> Instructions to follow:
Swap "Flag" for "Mark" throughout the rows below and write them out again with nothing else changed. Leave out the pictures.

> Record set:
— START —

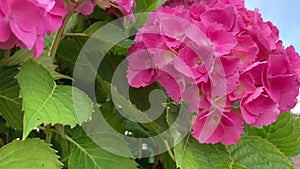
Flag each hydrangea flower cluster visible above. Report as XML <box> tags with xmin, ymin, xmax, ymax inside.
<box><xmin>127</xmin><ymin>0</ymin><xmax>300</xmax><ymax>145</ymax></box>
<box><xmin>0</xmin><ymin>0</ymin><xmax>66</xmax><ymax>57</ymax></box>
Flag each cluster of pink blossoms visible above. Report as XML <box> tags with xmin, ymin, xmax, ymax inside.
<box><xmin>0</xmin><ymin>0</ymin><xmax>66</xmax><ymax>57</ymax></box>
<box><xmin>127</xmin><ymin>0</ymin><xmax>300</xmax><ymax>145</ymax></box>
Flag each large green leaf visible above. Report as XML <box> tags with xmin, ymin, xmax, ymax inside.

— END —

> Task response:
Mark each hydrangea flower cluster visible above. Report as XML <box> tags with xmin, ymin, xmax, ymax inside.
<box><xmin>127</xmin><ymin>0</ymin><xmax>300</xmax><ymax>145</ymax></box>
<box><xmin>0</xmin><ymin>0</ymin><xmax>66</xmax><ymax>57</ymax></box>
Mark each cluster of pink blossoms visible above. Report as XML <box> tags with xmin, ymin, xmax, ymax inside.
<box><xmin>0</xmin><ymin>0</ymin><xmax>66</xmax><ymax>57</ymax></box>
<box><xmin>127</xmin><ymin>0</ymin><xmax>300</xmax><ymax>145</ymax></box>
Mark each large green leaf visible above. Report as XML <box> tags with xmin, ymin, xmax, ymax inside.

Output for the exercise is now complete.